▶ [EXERCISE]: Your output should be the complete listing, word for word, with no pictures in it.

=== Section Start ===

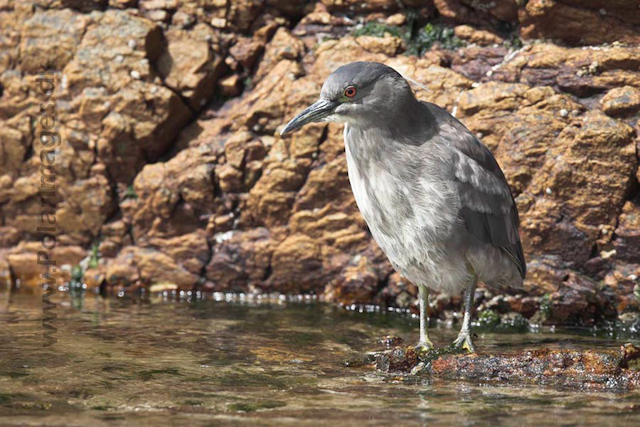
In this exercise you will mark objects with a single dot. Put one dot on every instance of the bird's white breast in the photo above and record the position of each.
(415, 244)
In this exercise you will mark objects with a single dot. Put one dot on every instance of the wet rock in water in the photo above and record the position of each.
(584, 370)
(399, 359)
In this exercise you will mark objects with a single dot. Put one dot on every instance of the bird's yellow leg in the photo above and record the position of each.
(464, 337)
(425, 343)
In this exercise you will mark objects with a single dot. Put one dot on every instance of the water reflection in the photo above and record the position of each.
(267, 362)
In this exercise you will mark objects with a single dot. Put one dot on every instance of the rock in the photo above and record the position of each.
(169, 115)
(580, 72)
(621, 101)
(189, 66)
(479, 37)
(627, 233)
(401, 359)
(150, 265)
(241, 261)
(573, 23)
(51, 37)
(472, 12)
(593, 370)
(584, 370)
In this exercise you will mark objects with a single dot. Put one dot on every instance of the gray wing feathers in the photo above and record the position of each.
(488, 208)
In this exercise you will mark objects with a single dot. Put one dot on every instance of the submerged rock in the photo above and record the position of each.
(591, 370)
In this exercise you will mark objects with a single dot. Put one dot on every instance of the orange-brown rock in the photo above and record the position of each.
(576, 23)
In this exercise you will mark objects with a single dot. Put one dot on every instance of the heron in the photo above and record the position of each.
(432, 195)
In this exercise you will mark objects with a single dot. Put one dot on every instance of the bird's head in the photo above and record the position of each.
(365, 93)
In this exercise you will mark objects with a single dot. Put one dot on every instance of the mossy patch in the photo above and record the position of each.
(417, 38)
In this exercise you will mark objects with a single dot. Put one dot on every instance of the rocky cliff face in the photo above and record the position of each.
(170, 169)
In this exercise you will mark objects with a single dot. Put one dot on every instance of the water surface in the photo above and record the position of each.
(204, 363)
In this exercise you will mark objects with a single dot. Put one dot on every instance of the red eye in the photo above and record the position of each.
(350, 92)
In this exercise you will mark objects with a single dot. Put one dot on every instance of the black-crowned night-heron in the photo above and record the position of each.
(432, 194)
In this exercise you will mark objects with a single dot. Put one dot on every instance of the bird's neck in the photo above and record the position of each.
(409, 124)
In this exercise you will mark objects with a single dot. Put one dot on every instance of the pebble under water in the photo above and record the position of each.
(151, 361)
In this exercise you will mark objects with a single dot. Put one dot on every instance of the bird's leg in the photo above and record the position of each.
(425, 343)
(464, 337)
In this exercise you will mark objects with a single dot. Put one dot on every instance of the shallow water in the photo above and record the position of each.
(204, 363)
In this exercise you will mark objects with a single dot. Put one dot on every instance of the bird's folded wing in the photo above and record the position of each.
(487, 205)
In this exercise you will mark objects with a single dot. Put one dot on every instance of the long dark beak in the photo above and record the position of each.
(314, 113)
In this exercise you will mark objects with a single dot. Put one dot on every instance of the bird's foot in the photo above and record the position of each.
(464, 342)
(424, 346)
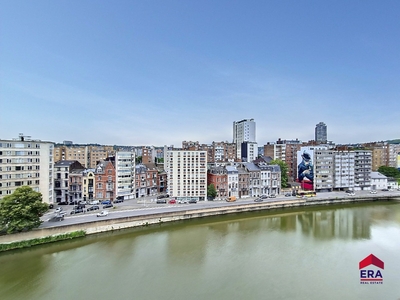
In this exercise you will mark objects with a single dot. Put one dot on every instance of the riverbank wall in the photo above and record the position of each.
(105, 225)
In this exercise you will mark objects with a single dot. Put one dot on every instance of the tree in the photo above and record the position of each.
(211, 191)
(21, 210)
(389, 171)
(284, 171)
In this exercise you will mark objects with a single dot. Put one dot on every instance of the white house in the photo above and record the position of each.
(378, 181)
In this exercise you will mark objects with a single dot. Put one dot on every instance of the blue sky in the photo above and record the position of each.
(159, 72)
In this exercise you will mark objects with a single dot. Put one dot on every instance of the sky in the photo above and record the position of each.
(159, 72)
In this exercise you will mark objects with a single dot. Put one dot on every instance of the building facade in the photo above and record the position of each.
(321, 133)
(243, 131)
(186, 174)
(24, 161)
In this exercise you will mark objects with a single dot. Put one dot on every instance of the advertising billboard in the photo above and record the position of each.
(305, 168)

=== Section End ===

▶ [RESULT OF THIS TASK]:
In this exercise you will mark objects with a single dot. Put one dot on every instance of the bird's white breast in the photo above and record the position of each.
(415, 244)
In this exercise you will mark objects with a single dot. Put one dot on every instance of the wet rock in water in the photo above and record the position of each.
(584, 370)
(399, 359)
In this exercise you will mark objects with a single dot. Put one dot on every instance of the bird's yellow leg in the photo above and record the position of each.
(464, 337)
(425, 343)
In this exercise you will mark objects with a single dot. Put one dot on every instance of the water reflection in the photo above and record the position of each.
(267, 362)
In this exercise you will mark objects with a single dot. Put one dot on every instance of the rock in the photo above and record the position of each.
(169, 115)
(580, 72)
(621, 101)
(189, 66)
(479, 37)
(627, 233)
(401, 359)
(150, 265)
(241, 261)
(573, 23)
(51, 37)
(472, 12)
(593, 370)
(584, 370)
In this exercise you will mark objects with a single dot. Put one dot on every instance of the gray wing feathers in the photo above and record the position of each.
(488, 208)
In this exercise you will mark objects with a single dot. Put one dot on every instance of the submerged rock in the photo above and record the position of each.
(591, 370)
In this exercise you will mark objects with a single dot. Put one dot on every instance of the orange-brown rock in the photo above and record the position of each.
(576, 23)
In this exercise you will mark objects with a single dot. Put one dot on every instance of the heron in the photo above and record the position of each.
(432, 195)
In this exercise you will mark objects with a single dot. Put one dot on every instance of the bird's head in the photo above and record the position of each.
(365, 93)
In this exercise you will mark objects with a single dot. Put one dot on every instance of the mossy patch in the photo above and record the position of each.
(417, 38)
In this exercise you will mark objects with a single dot. Put one dot on every instance of the rocky cliff face in the photo above and record the position of each.
(170, 169)
In this exercise you will mark objects with a single dot. Put one dot on every instance of the water surface in the photo above and record the position of each.
(204, 363)
In this exercise you will mark objects with a single dot. Put one dot on every instance of the red eye in the photo above and record the position of each.
(350, 92)
In this exercise you will mark objects with a single dot. Put one dot on every instance of the black-crowned night-heron in the photo above and record the position of each.
(432, 194)
In this exercise you will mark objects with a single dot. Put one dot on every instance of the bird's neck in the photo above and record the position of each.
(409, 124)
In this exercise you will mark objects with a single dot. Put one dot on every instance of the pebble under water in the photo above and record the position of each.
(151, 361)
In this exercise you will mark objects with a single dot. Put one dot on every instance of the bird's leg in the photo above and record the position of each.
(425, 343)
(464, 337)
In this exercise you will mark objects with a single dot. Put one dot on every instance of the shallow water in the photo above and record the position of each.
(204, 363)
In this exercise you will mark objects with a single dot. Put one dot on every instance of the bird's folded wing in the photo above and record the position of each.
(487, 205)
In this exercise you will mark objects with a single dot. Put one dot on every instance of the long dark beak in the photo above and record the position of each.
(314, 113)
In this exercise you will mark objects with a single dot. Put one dot on every instance of the bird's foot in the photo above and record the position of each.
(464, 342)
(424, 346)
In this exercise you will mark objects with a single dot. Put one dot on every instance of the riverbank wall in the photo above and record the position of each.
(105, 225)
In this exercise you will mark objects with a single dot. Put one dot on every instance of the tree in the photo above and record the position of each.
(211, 191)
(21, 210)
(389, 171)
(284, 171)
In this exercise you will mark objects with a single dot. Put one dot on every instance of the white house in the photo above and record the position of each.
(378, 181)
In this exercise you will mark objects with a single dot. Put one dot on every instance of the blue sky in the photo above and record the position of each.
(159, 72)
In this exercise you will mark objects with a single dot. Put one dot on every instance of the sky in the photo above and record the position of each.
(159, 72)
In this exercise you will mark objects with a single dot. Put one dot on every instance of the building facade in the photo above and record the position of each.
(321, 133)
(243, 131)
(186, 174)
(24, 161)
In this exercise you will mark objects with a single dot. Put one dot on every instance of the advertising billboard in the photo above and record the position of each.
(305, 168)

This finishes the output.